(Dataset entries)
== == ==

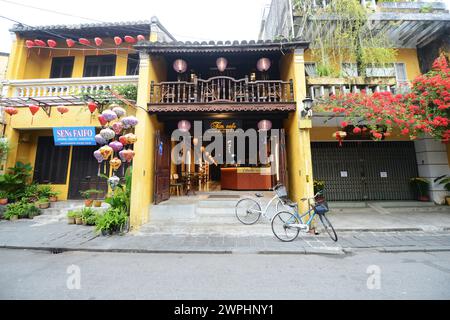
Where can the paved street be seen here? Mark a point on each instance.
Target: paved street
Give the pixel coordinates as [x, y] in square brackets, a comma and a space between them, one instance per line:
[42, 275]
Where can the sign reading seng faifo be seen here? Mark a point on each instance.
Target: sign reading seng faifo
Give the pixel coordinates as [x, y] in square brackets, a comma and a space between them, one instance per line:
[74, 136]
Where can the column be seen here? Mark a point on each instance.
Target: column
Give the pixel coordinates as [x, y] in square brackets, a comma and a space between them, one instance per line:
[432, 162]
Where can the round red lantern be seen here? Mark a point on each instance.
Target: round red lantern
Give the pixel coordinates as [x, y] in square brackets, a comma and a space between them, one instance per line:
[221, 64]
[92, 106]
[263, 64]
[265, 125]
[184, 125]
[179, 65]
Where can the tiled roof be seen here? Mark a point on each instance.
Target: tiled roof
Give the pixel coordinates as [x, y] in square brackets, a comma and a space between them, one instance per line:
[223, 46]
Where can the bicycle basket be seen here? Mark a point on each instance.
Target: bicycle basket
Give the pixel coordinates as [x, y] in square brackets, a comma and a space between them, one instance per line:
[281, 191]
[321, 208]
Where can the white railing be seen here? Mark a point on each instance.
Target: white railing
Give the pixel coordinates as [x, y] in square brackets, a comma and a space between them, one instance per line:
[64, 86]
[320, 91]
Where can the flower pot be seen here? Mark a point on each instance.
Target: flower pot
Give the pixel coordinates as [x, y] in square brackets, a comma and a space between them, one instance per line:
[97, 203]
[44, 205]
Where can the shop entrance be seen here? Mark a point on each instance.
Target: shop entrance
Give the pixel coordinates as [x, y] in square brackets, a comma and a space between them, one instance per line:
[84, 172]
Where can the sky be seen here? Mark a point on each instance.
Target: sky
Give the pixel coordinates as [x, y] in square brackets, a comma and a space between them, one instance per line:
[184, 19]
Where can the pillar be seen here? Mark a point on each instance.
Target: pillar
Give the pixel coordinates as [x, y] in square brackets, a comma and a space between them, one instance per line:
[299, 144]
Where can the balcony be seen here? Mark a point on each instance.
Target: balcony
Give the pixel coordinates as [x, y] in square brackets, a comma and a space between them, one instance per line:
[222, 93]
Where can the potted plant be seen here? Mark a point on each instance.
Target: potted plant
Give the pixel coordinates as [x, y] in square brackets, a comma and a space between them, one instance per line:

== == ==

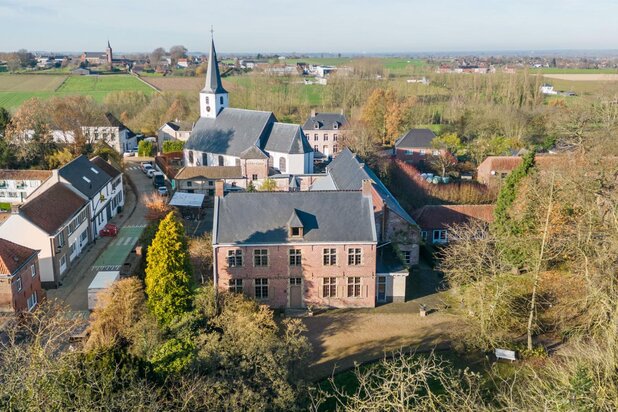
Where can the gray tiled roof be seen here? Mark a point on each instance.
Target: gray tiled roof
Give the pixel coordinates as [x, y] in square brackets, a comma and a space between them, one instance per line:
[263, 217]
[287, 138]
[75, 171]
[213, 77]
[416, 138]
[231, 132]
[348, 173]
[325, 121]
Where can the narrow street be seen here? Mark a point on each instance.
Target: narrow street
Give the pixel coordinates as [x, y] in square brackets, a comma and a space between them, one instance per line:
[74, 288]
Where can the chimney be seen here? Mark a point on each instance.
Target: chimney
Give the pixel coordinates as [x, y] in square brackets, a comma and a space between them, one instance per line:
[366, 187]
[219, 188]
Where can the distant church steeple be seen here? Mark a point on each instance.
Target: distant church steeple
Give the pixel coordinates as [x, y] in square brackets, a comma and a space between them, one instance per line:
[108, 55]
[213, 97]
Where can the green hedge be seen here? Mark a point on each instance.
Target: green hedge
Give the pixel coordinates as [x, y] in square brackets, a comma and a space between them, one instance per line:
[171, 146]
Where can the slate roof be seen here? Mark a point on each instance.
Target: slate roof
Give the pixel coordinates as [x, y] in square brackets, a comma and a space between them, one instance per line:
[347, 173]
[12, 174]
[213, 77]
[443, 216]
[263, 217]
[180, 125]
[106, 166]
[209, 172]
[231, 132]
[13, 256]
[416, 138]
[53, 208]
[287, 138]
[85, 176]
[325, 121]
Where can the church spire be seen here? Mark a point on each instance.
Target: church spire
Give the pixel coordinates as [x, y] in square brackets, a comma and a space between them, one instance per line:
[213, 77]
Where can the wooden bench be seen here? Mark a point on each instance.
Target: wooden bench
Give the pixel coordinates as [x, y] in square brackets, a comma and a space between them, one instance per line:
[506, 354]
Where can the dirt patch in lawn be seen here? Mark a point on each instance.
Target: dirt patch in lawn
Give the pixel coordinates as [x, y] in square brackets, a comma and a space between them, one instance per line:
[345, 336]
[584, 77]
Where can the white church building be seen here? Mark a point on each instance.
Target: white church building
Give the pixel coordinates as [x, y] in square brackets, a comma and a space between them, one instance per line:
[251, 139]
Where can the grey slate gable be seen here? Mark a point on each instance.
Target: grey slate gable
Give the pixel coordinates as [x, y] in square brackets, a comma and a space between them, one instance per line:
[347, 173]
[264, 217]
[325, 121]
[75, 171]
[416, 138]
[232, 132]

== == ==

- **Exercise instructions**
List each line of the entries above that contains the word "pillar", copying every such line in full.

- **Written solution**
Where can the pillar be seen here? Mark a point on each instance.
Target: pillar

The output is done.